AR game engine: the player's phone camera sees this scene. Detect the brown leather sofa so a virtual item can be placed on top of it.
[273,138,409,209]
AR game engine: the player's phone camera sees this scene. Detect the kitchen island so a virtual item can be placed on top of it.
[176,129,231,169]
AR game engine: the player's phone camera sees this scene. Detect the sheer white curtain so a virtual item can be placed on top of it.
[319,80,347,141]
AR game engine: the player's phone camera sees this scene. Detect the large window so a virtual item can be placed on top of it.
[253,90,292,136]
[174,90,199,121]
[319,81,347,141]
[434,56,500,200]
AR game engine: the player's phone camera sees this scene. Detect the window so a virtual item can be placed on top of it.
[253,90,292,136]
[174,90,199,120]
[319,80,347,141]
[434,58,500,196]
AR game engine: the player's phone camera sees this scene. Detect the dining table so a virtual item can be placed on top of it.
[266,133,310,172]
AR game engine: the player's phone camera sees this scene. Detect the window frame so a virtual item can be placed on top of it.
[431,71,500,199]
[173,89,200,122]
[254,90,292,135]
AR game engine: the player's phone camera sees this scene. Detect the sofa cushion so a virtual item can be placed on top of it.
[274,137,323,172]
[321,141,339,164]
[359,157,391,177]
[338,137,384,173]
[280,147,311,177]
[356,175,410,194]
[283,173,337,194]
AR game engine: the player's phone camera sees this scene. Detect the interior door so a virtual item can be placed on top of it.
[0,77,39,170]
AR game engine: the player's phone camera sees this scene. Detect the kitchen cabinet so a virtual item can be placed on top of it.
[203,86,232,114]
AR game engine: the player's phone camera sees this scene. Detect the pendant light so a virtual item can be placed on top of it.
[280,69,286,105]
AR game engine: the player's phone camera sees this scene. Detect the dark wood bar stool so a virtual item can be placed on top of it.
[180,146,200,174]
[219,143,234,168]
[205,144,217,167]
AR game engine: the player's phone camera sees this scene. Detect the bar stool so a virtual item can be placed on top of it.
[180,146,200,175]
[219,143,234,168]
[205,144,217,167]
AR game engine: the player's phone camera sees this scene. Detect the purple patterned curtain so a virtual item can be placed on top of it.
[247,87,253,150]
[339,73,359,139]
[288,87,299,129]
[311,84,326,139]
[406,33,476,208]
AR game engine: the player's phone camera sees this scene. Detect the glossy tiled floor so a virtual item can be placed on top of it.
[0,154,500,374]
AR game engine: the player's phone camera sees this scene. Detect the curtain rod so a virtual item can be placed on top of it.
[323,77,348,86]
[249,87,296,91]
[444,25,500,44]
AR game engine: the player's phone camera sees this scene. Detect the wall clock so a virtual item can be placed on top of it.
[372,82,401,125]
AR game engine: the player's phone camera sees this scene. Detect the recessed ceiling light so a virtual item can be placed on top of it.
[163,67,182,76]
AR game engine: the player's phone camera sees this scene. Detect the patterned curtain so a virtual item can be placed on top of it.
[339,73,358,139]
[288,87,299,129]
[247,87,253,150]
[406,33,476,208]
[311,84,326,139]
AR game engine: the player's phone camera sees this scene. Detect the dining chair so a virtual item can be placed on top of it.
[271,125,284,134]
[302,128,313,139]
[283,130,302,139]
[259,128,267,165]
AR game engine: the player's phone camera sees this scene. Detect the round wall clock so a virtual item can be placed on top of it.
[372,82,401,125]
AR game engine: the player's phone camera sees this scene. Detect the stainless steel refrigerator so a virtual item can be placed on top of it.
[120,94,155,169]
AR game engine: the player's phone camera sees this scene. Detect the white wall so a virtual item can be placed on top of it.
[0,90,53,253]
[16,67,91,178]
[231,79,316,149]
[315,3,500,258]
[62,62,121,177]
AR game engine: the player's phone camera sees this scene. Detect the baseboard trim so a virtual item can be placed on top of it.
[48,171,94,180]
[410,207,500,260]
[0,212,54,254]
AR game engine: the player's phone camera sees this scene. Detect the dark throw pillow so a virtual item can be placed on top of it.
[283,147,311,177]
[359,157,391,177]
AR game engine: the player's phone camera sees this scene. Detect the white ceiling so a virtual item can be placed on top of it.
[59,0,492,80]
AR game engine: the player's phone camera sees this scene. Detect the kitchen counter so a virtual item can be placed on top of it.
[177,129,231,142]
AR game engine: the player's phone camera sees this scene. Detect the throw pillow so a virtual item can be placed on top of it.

----

- **TASK DETAILS**:
Pick out every line of the material above that contains the word "patterned".

- **SOLUTION TO THIS EXERCISE**:
AR game engine: the player's phone camera sees this scene. Detect the purple patterned curtain so a virtual item can be placed on top of it.
AR game engine: the player's phone camera sees this scene. Detect the patterned curtain so a virtual item can be placed on top of it.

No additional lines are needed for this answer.